Instructions to follow →
Identify every line of the rows below that contains the string "pixels", matching case exactly, and copy each of those lines.

'''

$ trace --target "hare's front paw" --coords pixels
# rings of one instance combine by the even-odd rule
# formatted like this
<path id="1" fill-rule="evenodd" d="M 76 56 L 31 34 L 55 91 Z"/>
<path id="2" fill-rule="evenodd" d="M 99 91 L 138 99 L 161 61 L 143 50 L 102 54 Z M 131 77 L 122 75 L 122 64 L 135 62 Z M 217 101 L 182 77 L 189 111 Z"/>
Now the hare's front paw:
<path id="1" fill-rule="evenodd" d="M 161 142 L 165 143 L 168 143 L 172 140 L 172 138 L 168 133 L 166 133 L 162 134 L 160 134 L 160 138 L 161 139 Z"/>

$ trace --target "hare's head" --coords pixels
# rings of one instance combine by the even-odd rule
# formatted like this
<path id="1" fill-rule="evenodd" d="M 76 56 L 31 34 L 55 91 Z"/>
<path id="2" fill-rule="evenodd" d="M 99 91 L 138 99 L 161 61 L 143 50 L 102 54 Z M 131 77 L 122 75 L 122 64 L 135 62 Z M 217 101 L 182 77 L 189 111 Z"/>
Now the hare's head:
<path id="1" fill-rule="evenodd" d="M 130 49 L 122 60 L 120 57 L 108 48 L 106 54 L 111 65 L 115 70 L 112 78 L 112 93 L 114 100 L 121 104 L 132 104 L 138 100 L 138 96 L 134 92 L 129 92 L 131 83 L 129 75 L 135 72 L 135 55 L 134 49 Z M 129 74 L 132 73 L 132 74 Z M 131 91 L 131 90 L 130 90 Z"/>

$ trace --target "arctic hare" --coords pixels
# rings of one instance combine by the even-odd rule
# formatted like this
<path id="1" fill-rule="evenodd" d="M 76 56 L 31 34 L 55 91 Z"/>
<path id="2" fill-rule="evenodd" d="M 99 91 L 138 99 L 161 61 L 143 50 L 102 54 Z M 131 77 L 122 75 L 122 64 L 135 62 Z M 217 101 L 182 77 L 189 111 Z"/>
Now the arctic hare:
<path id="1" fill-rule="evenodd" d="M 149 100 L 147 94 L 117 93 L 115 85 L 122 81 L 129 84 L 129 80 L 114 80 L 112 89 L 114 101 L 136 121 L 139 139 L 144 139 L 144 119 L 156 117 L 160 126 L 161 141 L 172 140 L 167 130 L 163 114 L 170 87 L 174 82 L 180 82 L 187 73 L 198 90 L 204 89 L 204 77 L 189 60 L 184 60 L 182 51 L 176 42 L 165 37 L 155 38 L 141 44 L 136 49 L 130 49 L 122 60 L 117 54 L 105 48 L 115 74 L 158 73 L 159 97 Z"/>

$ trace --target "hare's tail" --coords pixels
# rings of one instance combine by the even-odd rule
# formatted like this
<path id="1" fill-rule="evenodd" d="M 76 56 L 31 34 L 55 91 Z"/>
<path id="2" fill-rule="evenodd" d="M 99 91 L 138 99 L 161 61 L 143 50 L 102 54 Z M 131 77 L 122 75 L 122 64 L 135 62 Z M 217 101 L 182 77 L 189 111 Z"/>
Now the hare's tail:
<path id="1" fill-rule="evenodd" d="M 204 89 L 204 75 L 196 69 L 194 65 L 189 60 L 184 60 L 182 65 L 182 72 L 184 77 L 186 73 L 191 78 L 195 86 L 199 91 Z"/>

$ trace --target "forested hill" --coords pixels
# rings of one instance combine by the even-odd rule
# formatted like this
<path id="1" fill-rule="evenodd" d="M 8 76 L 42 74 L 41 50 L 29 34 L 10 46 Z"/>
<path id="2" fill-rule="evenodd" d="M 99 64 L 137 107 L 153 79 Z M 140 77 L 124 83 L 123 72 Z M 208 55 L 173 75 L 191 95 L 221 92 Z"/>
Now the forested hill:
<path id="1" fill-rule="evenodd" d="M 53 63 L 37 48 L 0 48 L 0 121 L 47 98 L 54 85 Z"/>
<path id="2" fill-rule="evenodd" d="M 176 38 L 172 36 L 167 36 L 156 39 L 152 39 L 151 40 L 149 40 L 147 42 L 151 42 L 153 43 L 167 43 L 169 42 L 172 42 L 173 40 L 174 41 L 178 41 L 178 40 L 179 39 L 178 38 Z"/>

'''
'''

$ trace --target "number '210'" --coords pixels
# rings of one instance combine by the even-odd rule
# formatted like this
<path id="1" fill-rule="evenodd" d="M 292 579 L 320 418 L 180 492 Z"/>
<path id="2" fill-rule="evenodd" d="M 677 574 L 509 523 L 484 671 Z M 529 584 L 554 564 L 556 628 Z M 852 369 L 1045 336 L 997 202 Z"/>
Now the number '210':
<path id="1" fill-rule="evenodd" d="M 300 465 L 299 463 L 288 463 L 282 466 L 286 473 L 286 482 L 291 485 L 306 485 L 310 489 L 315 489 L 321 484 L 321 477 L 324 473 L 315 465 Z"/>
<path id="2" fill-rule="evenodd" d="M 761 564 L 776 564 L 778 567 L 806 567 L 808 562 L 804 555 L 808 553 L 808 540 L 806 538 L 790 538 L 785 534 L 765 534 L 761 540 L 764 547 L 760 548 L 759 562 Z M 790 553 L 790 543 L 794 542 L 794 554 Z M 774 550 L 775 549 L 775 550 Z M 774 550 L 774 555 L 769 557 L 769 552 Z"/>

'''

Final result →
$ trace --target "hare's front paw" --coords pixels
$ trace --target "hare's head" --coords pixels
$ trace --target "arctic hare" --coords pixels
$ trace --target "hare's tail" --coords pixels
$ trace --target "forested hill" --coords pixels
$ trace --target "number '210'" --coords pixels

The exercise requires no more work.